§ Your objective:
Exclude the pictures, then restate exactly each line of the data below from the first through the line containing "rough mask: <svg".

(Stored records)
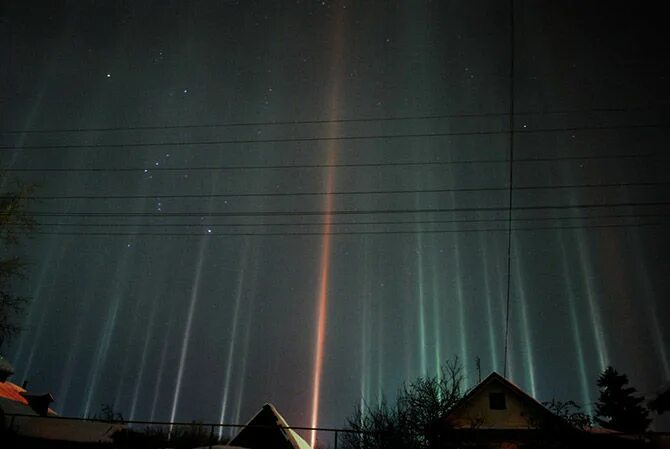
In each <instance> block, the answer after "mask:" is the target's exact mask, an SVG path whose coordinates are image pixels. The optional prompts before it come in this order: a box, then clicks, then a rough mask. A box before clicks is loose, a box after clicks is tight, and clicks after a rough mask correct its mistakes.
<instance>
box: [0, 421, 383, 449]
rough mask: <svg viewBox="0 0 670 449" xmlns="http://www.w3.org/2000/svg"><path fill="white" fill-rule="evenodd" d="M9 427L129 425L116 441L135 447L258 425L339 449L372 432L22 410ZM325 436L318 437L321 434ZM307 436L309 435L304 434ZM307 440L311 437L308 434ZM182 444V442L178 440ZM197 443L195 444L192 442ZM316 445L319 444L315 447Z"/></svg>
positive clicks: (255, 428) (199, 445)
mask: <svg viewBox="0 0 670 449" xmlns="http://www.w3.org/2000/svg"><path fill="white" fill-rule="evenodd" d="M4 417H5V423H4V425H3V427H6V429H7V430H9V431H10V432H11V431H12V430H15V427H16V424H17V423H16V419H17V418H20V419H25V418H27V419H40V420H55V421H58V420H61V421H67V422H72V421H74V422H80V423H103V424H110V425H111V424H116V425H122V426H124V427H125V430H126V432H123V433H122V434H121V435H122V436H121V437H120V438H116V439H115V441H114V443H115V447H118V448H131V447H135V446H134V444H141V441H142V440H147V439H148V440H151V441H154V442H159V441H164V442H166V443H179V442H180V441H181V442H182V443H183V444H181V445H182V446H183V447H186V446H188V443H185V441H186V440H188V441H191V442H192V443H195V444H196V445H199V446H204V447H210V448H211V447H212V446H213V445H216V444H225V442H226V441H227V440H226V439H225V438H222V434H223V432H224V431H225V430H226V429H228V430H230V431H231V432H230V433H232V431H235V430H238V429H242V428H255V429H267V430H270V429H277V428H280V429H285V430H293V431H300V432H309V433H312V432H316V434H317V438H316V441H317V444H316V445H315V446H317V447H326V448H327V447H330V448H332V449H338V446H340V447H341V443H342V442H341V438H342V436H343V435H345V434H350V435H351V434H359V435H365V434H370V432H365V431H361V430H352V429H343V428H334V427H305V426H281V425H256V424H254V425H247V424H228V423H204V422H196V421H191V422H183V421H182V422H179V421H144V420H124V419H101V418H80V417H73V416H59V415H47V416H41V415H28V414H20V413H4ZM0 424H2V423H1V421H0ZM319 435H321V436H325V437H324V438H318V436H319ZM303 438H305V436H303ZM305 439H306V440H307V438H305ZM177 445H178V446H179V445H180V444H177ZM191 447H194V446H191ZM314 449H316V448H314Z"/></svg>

§ Result of this exercise:
In each <instance> block, the answer after "mask:" is the target's exact mask, an SVG path whose coordinates are image pixels. The optional prompts before it come in this order: a box, then clicks, then a rough mask. A box before clicks is loose, a box after clicks is tight, and clicks after a rough mask correct its mistakes.
<instance>
box: [0, 421, 383, 449]
rough mask: <svg viewBox="0 0 670 449" xmlns="http://www.w3.org/2000/svg"><path fill="white" fill-rule="evenodd" d="M9 427L129 425L116 441L135 447L258 425L339 449L372 432L22 410ZM325 436L318 437L321 434ZM307 436L309 435L304 434ZM307 440L311 437L308 434ZM182 444V442L178 440ZM197 443L195 444L192 442ZM316 445L319 444L315 447Z"/></svg>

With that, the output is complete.